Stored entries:
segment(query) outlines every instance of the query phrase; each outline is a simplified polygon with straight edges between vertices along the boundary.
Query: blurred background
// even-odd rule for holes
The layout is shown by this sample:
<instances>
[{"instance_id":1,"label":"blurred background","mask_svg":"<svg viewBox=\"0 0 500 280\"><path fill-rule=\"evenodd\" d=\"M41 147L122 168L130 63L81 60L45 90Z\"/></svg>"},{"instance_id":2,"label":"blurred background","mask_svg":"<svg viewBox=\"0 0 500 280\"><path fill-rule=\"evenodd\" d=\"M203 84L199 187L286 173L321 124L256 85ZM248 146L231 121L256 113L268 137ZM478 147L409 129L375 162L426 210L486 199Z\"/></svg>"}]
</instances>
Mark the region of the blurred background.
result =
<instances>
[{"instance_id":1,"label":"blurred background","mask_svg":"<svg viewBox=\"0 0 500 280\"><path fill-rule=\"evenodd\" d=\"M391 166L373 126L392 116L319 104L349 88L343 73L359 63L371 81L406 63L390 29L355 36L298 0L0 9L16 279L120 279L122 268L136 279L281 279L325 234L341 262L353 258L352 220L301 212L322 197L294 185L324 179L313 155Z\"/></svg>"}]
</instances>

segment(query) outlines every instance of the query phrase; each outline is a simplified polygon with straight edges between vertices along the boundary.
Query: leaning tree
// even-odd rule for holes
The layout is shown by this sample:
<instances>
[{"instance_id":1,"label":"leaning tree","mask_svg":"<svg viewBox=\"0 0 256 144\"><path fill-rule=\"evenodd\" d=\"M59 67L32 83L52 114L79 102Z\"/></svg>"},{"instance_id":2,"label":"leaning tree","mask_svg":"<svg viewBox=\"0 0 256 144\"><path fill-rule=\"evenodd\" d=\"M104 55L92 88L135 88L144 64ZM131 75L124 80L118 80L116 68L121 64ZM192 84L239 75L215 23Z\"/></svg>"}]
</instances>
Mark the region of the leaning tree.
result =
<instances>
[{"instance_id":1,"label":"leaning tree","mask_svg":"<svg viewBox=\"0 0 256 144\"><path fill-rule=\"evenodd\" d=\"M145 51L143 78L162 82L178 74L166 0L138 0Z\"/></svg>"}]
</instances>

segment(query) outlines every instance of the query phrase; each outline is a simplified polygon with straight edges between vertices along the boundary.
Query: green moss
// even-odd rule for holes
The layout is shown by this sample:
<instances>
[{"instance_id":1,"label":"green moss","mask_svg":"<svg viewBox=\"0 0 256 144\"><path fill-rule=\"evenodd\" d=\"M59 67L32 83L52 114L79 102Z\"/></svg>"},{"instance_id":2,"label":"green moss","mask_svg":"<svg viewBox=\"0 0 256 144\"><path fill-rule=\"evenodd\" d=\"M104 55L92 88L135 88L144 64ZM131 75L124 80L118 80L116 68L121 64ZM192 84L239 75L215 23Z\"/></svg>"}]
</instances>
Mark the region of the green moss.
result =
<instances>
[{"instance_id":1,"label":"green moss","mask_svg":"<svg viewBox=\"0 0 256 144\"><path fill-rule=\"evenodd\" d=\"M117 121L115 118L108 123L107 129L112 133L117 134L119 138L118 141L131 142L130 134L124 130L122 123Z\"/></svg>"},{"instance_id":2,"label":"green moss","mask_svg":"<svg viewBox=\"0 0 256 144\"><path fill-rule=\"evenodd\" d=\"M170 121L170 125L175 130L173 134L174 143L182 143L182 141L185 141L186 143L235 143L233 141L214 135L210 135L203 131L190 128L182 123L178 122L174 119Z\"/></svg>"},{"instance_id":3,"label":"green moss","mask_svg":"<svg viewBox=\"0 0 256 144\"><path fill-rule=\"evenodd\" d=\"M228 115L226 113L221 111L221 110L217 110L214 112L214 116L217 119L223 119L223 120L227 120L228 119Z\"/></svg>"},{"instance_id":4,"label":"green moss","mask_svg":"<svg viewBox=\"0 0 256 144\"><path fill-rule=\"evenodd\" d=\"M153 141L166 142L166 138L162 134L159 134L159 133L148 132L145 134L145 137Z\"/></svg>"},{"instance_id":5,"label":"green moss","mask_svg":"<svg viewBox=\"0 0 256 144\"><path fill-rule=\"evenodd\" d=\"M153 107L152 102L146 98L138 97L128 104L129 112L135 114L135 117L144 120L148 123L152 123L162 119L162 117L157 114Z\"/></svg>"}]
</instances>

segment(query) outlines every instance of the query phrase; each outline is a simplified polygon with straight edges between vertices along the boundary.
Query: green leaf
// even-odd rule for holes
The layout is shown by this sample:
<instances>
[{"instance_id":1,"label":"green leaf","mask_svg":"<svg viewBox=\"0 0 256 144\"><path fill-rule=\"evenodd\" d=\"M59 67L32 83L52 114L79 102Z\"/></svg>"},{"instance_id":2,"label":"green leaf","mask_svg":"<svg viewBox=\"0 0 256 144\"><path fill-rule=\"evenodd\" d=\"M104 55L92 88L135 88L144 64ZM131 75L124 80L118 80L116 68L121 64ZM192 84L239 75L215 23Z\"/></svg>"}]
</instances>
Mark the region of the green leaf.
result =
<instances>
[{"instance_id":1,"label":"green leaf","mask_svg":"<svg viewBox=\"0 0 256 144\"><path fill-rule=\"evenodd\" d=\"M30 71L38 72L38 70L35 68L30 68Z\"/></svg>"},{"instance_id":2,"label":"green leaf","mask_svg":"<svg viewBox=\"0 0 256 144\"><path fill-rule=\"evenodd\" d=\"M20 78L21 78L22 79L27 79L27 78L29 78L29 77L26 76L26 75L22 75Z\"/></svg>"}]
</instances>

#### [WHAT TO DO]
Above are the records; copy all of them exactly.

#### [FULL OUTPUT]
segment(query) outlines every instance of the query phrase; each outline is a simplified polygon with straight edges between vertices along the boundary.
Query: blurred background
// even-odd rule for holes
The layout is shown by this sample:
<instances>
[{"instance_id":1,"label":"blurred background","mask_svg":"<svg viewBox=\"0 0 500 280\"><path fill-rule=\"evenodd\" d=\"M41 147L122 168L130 63L81 60L45 90Z\"/></svg>"},{"instance_id":2,"label":"blurred background","mask_svg":"<svg viewBox=\"0 0 500 280\"><path fill-rule=\"evenodd\" d=\"M203 84L199 187L286 173L321 124L256 85ZM248 146L231 121L256 113L268 137ZM478 147L409 129L375 162L426 210L486 199Z\"/></svg>"}]
</instances>
Mark the region of the blurred background.
result =
<instances>
[{"instance_id":1,"label":"blurred background","mask_svg":"<svg viewBox=\"0 0 500 280\"><path fill-rule=\"evenodd\" d=\"M391 166L373 126L392 116L319 104L349 88L343 73L359 63L371 81L406 63L390 29L355 36L298 0L0 9L16 279L120 279L122 268L136 279L281 279L325 234L341 262L353 258L352 220L301 212L322 197L294 185L324 179L313 155Z\"/></svg>"}]
</instances>

segment(query) outlines every instance of the query phrase; each outline is a simplified polygon with straight edges between vertices along the boundary.
Query: leaning tree
// even-odd rule for holes
The layout is shown by this sample:
<instances>
[{"instance_id":1,"label":"leaning tree","mask_svg":"<svg viewBox=\"0 0 256 144\"><path fill-rule=\"evenodd\" d=\"M59 67L32 83L52 114L79 102Z\"/></svg>"},{"instance_id":2,"label":"leaning tree","mask_svg":"<svg viewBox=\"0 0 256 144\"><path fill-rule=\"evenodd\" d=\"M104 55L92 88L135 88L144 64ZM131 75L124 80L118 80L116 68L121 64ZM192 84L239 75L215 23Z\"/></svg>"}]
</instances>
Mark the region of the leaning tree.
result =
<instances>
[{"instance_id":1,"label":"leaning tree","mask_svg":"<svg viewBox=\"0 0 256 144\"><path fill-rule=\"evenodd\" d=\"M145 51L143 78L162 82L178 74L166 0L138 0Z\"/></svg>"}]
</instances>

segment(query) outlines every instance of the query phrase; each outline is a simplified polygon with straight edges between vertices along the boundary.
Query: green moss
// even-odd rule for holes
The layout is shown by this sample:
<instances>
[{"instance_id":1,"label":"green moss","mask_svg":"<svg viewBox=\"0 0 256 144\"><path fill-rule=\"evenodd\" d=\"M59 67L32 83L52 114L79 102Z\"/></svg>"},{"instance_id":2,"label":"green moss","mask_svg":"<svg viewBox=\"0 0 256 144\"><path fill-rule=\"evenodd\" d=\"M104 55L92 88L135 88L144 64ZM131 75L124 80L118 80L116 68L121 64ZM192 84L239 75L215 23Z\"/></svg>"}]
</instances>
Mark the region of the green moss.
result =
<instances>
[{"instance_id":1,"label":"green moss","mask_svg":"<svg viewBox=\"0 0 256 144\"><path fill-rule=\"evenodd\" d=\"M117 121L115 118L108 123L107 129L112 133L117 134L119 138L118 141L131 142L130 134L124 130L122 123Z\"/></svg>"},{"instance_id":2,"label":"green moss","mask_svg":"<svg viewBox=\"0 0 256 144\"><path fill-rule=\"evenodd\" d=\"M170 121L170 125L175 130L173 134L174 143L182 143L182 141L185 141L186 143L235 143L233 141L214 135L210 135L203 131L190 128L182 123L178 122L174 119Z\"/></svg>"},{"instance_id":3,"label":"green moss","mask_svg":"<svg viewBox=\"0 0 256 144\"><path fill-rule=\"evenodd\" d=\"M228 115L226 113L221 111L221 110L217 110L214 112L214 116L217 119L223 119L223 120L227 120L228 119Z\"/></svg>"},{"instance_id":4,"label":"green moss","mask_svg":"<svg viewBox=\"0 0 256 144\"><path fill-rule=\"evenodd\" d=\"M153 141L166 142L166 138L162 134L159 134L159 133L148 132L145 134L145 137Z\"/></svg>"},{"instance_id":5,"label":"green moss","mask_svg":"<svg viewBox=\"0 0 256 144\"><path fill-rule=\"evenodd\" d=\"M153 107L152 102L146 98L138 97L128 104L129 112L135 114L135 117L144 120L148 123L152 123L162 119L162 117L157 114Z\"/></svg>"}]
</instances>

segment(query) outlines every instance of the query phrase; each outline is a simplified polygon with straight edges between vertices along the boundary.
Query: green leaf
// even-odd rule for holes
The layout is shown by this sample:
<instances>
[{"instance_id":1,"label":"green leaf","mask_svg":"<svg viewBox=\"0 0 256 144\"><path fill-rule=\"evenodd\" d=\"M59 67L32 83L52 114L79 102Z\"/></svg>"},{"instance_id":2,"label":"green leaf","mask_svg":"<svg viewBox=\"0 0 256 144\"><path fill-rule=\"evenodd\" d=\"M104 55L92 88L135 88L144 64ZM131 75L124 80L118 80L116 68L121 64ZM192 84L239 75L215 23Z\"/></svg>"}]
</instances>
Mark the region of the green leaf.
result =
<instances>
[{"instance_id":1,"label":"green leaf","mask_svg":"<svg viewBox=\"0 0 256 144\"><path fill-rule=\"evenodd\" d=\"M30 71L38 72L38 70L35 68L30 68Z\"/></svg>"},{"instance_id":2,"label":"green leaf","mask_svg":"<svg viewBox=\"0 0 256 144\"><path fill-rule=\"evenodd\" d=\"M20 78L21 78L22 79L27 79L27 78L29 78L29 77L26 76L26 75L22 75Z\"/></svg>"}]
</instances>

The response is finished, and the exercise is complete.